▼

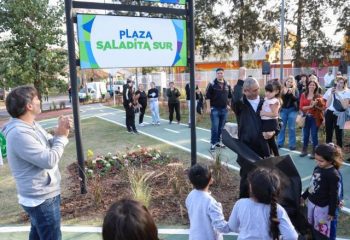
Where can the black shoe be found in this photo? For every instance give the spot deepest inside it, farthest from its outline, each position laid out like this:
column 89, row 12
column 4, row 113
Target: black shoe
column 220, row 145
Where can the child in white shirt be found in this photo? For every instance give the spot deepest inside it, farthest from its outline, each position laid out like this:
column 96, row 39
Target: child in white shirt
column 260, row 216
column 207, row 221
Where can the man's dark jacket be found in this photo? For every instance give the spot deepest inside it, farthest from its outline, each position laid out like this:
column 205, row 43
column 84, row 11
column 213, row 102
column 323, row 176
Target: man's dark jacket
column 249, row 122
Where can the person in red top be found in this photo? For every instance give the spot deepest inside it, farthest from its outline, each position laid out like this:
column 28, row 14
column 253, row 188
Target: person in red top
column 312, row 105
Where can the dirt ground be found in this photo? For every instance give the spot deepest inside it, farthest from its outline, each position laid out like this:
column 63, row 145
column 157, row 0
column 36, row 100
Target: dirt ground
column 169, row 191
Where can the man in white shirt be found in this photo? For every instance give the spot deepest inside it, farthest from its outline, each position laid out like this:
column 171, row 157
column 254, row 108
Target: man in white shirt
column 328, row 79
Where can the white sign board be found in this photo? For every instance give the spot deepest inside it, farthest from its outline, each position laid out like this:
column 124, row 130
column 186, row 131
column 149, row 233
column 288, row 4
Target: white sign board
column 113, row 41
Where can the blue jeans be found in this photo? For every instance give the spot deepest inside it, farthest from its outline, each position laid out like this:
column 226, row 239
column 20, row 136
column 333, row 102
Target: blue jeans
column 288, row 116
column 45, row 220
column 218, row 119
column 154, row 107
column 310, row 126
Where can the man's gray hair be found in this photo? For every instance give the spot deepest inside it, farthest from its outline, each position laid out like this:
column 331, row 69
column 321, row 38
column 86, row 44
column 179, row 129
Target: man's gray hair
column 249, row 82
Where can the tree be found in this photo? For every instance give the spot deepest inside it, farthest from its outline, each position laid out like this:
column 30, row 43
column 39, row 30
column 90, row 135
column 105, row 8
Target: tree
column 246, row 25
column 309, row 18
column 34, row 48
column 344, row 26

▲

__TRY IT__
Retype the data shown above exactly, excluding any picture it contains.

__ANSWER TO THIS PROBLEM__
Where can the black shoe be found in this photo? For every instance give the spot deepest inside it, farthest from its outline, each position laid out like this:
column 89, row 12
column 4, row 113
Target: black shoe
column 220, row 145
Where can the child in white shirt be found in this photo? For every instance give the spot deepest inside it, farthest from its outline, each position laid out like this:
column 96, row 39
Target: child in white shirt
column 260, row 216
column 207, row 221
Where can the man's dark jacket be found in this photo? For every instance give the spot deepest inside it, farthest from its outline, each position laid out like this:
column 205, row 43
column 84, row 11
column 213, row 102
column 323, row 176
Target: man's dark jacket
column 249, row 122
Where can the person in red top be found in this photo? For every instance give the spot deepest inside it, farthest from its outline, each position laid out like this:
column 28, row 14
column 253, row 188
Target: person in red top
column 312, row 105
Where can the dirt ground be found in this photo? For every instance give the spot deepest inside it, farthest from its outline, each position laid out like this:
column 63, row 145
column 157, row 0
column 36, row 100
Target: dirt ground
column 169, row 191
Where can the man in white shirt be found in this photo? For every instance give the spot deepest inside it, farthest from its outline, each position laid out like this:
column 171, row 157
column 254, row 108
Target: man in white shirt
column 328, row 79
Where can the white sign board be found in this photo? For every instance give the spot deepest inside it, farthest from its outline, each position laid out like this:
column 124, row 130
column 186, row 131
column 149, row 233
column 288, row 4
Target: white sign board
column 113, row 41
Where can the blue jeans be found in this photo? For every instance give the spot deepest inside it, farthest from its outline, each position laid out like this:
column 226, row 239
column 20, row 136
column 333, row 102
Target: blue jeans
column 288, row 116
column 45, row 220
column 218, row 119
column 154, row 107
column 310, row 126
Where can the man's gray hair be found in this photo? For every instance give the spot deepest inside it, farthest from its outline, each position laid out like this:
column 331, row 69
column 321, row 38
column 86, row 44
column 179, row 129
Target: man's gray hair
column 249, row 82
Where can the tree be found in this photo? For every instance give the spot deepest inside it, farthest from its outline, each position laid out like this:
column 30, row 43
column 39, row 30
column 90, row 135
column 105, row 8
Target: tree
column 246, row 25
column 309, row 18
column 34, row 48
column 344, row 26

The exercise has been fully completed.